-- PROVIDED DATA --
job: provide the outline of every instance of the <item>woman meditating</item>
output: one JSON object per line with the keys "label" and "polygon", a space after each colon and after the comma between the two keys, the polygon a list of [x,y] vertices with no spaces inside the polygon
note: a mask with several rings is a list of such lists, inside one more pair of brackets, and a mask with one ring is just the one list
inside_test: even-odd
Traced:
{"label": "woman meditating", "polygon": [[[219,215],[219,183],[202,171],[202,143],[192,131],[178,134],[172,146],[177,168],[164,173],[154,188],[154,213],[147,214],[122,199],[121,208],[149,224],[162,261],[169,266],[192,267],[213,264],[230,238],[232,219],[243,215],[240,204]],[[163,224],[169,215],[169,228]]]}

-- TASK REQUIREMENTS --
Turn every line of the data above into a Markdown table with two columns, "Index" for the row number and "Entry" for the line itself. Leave out any blank lines.

-- THE OUTPUT --
| Index | Entry |
|---|---|
| 1 | job: provide the outline of every instance of the <item>woman meditating</item> |
| 2 | output: one JSON object per line with the keys "label" and "polygon", a space after each colon and after the comma between the two keys, the polygon a list of [x,y] vertices with no spaces inside the polygon |
| 3 | note: a mask with several rings is a list of such lists, inside one more pair of brackets, and a mask with one ring is just the one list |
| 4 | inside_test: even-odd |
| 5 | Traced: |
| 6 | {"label": "woman meditating", "polygon": [[[219,215],[219,183],[202,171],[202,143],[192,131],[178,134],[172,146],[177,168],[164,173],[154,188],[154,213],[147,214],[122,199],[121,208],[149,224],[162,261],[169,266],[192,267],[213,264],[230,238],[232,219],[243,215],[240,204]],[[163,224],[169,215],[169,228]]]} |